__Set task__: Rewrite the listing below as a numbered list, one line per item, leaving out any blank lines.

__Data for this task__:
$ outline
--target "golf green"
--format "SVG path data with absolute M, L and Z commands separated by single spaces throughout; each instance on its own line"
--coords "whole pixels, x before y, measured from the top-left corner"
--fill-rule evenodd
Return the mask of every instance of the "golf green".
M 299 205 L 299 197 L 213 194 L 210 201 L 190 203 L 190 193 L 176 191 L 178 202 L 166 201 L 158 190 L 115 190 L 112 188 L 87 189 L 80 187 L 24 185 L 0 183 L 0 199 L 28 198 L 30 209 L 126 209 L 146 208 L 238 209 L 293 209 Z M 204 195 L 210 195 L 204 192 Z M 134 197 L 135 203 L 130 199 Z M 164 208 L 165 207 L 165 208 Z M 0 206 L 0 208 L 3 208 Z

__Reply__:
1. $ outline
2. --target "golf green"
3. --format "SVG path data with absolute M, L and Z commands separated by single spaces throughout; each instance on its own line"
4. --coords "whole pixels, x before y, measured from the top-left corner"
5. --fill-rule evenodd
6. Return the mask of every instance of the "golf green".
7. M 299 205 L 299 197 L 213 194 L 210 201 L 190 203 L 190 193 L 176 191 L 178 202 L 166 201 L 158 190 L 115 190 L 112 188 L 87 189 L 80 187 L 24 185 L 0 183 L 0 199 L 28 198 L 30 209 L 126 209 L 146 208 L 238 209 L 293 209 Z M 204 195 L 210 195 L 204 192 Z M 134 197 L 135 203 L 130 199 Z M 164 208 L 165 207 L 165 208 Z M 0 206 L 0 208 L 3 208 Z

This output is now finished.